:: EXERCISE BRIEF ::
Can you reproduce only the entries from the line containing "Each instance of the white" through the end of the entries, with "t-shirt neckline" changed to "t-shirt collar" and nothing else altered?

====== RECORDS FOR THIS TASK

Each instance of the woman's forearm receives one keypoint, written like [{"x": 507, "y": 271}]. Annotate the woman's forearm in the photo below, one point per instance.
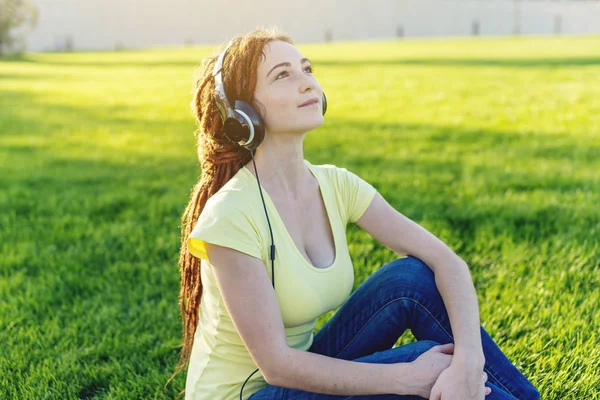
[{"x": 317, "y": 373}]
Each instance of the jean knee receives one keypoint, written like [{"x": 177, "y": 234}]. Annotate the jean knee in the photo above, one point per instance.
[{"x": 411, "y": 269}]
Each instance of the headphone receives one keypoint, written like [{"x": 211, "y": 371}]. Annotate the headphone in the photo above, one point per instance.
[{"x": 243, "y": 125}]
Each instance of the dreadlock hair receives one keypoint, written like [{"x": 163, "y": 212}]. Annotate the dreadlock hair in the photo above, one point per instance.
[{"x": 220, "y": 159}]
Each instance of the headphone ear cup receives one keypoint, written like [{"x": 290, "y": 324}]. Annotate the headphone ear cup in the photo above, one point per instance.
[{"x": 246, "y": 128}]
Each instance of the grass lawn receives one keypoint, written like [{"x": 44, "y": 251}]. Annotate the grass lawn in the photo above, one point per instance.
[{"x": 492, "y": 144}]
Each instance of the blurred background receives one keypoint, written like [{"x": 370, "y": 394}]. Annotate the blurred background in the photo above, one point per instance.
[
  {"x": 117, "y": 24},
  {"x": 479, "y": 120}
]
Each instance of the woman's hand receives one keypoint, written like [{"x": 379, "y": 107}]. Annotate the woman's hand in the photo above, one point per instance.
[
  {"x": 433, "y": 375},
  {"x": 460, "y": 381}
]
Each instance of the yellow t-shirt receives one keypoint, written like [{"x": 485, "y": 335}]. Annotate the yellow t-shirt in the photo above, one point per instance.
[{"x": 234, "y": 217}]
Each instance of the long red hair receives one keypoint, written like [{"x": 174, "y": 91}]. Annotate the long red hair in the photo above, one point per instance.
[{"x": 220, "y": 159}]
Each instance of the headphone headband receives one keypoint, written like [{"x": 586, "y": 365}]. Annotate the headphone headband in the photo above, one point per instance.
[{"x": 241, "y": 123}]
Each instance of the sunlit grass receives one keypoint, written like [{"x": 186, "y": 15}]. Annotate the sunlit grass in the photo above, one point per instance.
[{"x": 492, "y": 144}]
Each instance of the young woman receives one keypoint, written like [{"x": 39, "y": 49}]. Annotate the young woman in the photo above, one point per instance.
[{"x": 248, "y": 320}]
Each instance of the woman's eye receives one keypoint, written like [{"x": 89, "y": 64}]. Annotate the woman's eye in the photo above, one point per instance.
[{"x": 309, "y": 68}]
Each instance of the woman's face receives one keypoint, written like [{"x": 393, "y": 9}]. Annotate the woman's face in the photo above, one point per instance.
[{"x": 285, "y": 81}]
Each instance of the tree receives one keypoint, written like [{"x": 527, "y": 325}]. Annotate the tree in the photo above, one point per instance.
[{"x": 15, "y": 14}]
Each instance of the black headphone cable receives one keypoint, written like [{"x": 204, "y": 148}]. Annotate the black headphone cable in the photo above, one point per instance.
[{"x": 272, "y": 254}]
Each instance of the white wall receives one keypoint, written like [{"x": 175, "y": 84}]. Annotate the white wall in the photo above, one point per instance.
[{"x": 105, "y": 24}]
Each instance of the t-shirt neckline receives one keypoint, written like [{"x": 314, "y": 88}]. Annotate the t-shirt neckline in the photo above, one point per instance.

============

:: WRITTEN ANSWER ::
Each instance of the white wall receives one keypoint, written like [{"x": 175, "y": 84}]. Annotate the white wall in the photo above, one point per instance.
[{"x": 105, "y": 24}]
Each instance of the t-shirt collar receives one keypoint, written like [{"x": 314, "y": 88}]. Annotate the t-shirt collar in the photo above, one point per instance.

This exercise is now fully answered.